**Task instructions**. From the forum thread about binary utilities for TensorRT Engine, pull out word for word the passage that opens with the words containing "TensorRT provides several" and closes with "efficient inference on NVIDIA GPUs.".

**Selected extract**.

Are there binary utilities for TensorRT Engine?

Description

Are there binary utilities for TensorRT Engine?

I couldn’t find the binary utilities for TensorRT Engine.
Is there any plan to release it?

Environment

TensorRT Version:
GPU Type:
Nvidia Driver Version:
CUDA Version:
CUDNN Version:
Operating System + Version:
Python Version (if applicable):
TensorFlow Version (if applicable):
PyTorch Version (if applicable):
Baremetal or Container (if container which image + tag):

Relevant Files

Please attach or include links to any models, data, files, or scripts necessary to reproduce your issue. (Github repo, Google Drive, Dropbox, etc.)

Steps To Reproduce

Please include:

  • Exact steps/commands to build your repro
  • Exact steps/commands to run your repro
  • Full traceback of errors encountered

Hi,
Please check the below link, as they might answer your concerns

Thanks!

Dear AakankshaS

Thank you for your information.
I checked your link.
However, I couldn’t find the information about binary utilities.

Thanks!

Hi @Hiromitsu.Matsuura ,
Let me check on this and get back to you.
Thank you for your patience.

Dear @AakankshaS ,

Do you have any update?

Regards,
hiro

Yes, there are binary utilities available for working with TensorRT Engine. TensorRT is a deep learning inference optimizer and runtime library developed by NVIDIA. It is commonly used to optimize and deploy deep learning models for inference on NVIDIA GPUs.

TensorRT provides several binary utilities that can be useful in different stages of the TensorRT workflow. Here are a few notable ones:

  1. trtexec: This utility allows you to run TensorRT engines from the command line. It provides options to specify the network model, input data, precision modes, batch sizes, and other runtime configurations.
  2. trtconvertpy: This utility allows you to convert trained models in various popular deep learning frameworks (such as TensorFlow and ONNX) to TensorRT engines. It simplifies the process of optimizing the models for efficient inference on NVIDIA GPUs.
  3. trtexec (with --export) and trtoptimize: These utilities enable you to serialize a TensorRT engine to a binary file (usually with the .engine extension). This binary representation can be later loaded and executed directly without the need for re-optimization. This is particularly useful when deploying the model in production environments.
  4. trtserver: TensorRT Inference Server is a scalable, production-ready inference serving solution from NVIDIA. It provides a server infrastructure for hosting and serving TensorRT engines over the network, allowing multiple clients to make inference requests simultaneously.

Dear @matiashayes03,

Thank you for your information.
Unfortunately, your information is not what I look for.

I think there are following four CUDA binary tools.

  • cuobjdump
  • nvdisasm
  • cu++filt
  • nvprune

CUDA Binary Utilities (nvidia.com)

And I want to know similar tools for TensorRT Engine.

Regards,
hiro

yeah, may be I have tried to give detail overview of binary utilities and was thinking it may be helpfull for you.

Hi @Hiromitsu.Matsuura ,
Yes we do have Polygraphy for Tensorrt.
You can find the details here.
https://docs.nvidia.com/deeplearning/tensorrt/polygraphy/docs/index.html

Thanks.

Dear @AakankshaS,

Thank you for your information.
I will check it.

Regards,
hiro

**Supplied data**.
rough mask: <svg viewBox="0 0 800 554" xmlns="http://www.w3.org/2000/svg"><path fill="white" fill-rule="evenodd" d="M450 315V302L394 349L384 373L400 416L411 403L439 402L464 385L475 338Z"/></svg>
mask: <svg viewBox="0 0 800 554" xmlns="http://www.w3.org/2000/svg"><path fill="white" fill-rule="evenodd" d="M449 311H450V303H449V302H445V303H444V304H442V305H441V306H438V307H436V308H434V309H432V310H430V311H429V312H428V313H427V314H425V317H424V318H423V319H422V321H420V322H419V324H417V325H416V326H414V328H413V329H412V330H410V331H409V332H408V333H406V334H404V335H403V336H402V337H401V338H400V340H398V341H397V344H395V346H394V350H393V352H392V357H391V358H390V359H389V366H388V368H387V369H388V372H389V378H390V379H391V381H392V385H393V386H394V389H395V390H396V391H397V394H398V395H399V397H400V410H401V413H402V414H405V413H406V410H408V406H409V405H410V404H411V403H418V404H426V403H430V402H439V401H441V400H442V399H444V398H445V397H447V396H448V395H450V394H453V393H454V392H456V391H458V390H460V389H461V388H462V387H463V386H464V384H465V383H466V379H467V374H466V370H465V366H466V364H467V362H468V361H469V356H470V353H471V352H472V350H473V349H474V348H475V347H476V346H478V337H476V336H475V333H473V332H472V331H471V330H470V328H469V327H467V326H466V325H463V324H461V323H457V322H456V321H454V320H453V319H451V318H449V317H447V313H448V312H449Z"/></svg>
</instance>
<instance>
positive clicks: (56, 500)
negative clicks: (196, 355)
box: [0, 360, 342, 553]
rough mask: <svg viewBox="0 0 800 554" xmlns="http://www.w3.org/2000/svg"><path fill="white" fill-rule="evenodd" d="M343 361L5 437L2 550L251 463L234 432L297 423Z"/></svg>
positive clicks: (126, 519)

**Task response**.
TensorRT provides several binary utilities that can be useful in different stages of the TensorRT workflow. Here are a few notable ones:

  1. trtexec: This utility allows you to run TensorRT engines from the command line. It provides options to specify the network model, input data, precision modes, batch sizes, and other runtime configurations.
  2. trtconvertpy: This utility allows you to convert trained models in various popular deep learning frameworks (such as TensorFlow and ONNX) to TensorRT engines. It simplifies the process of optimizing the models for efficient inference on NVIDIA GPUs.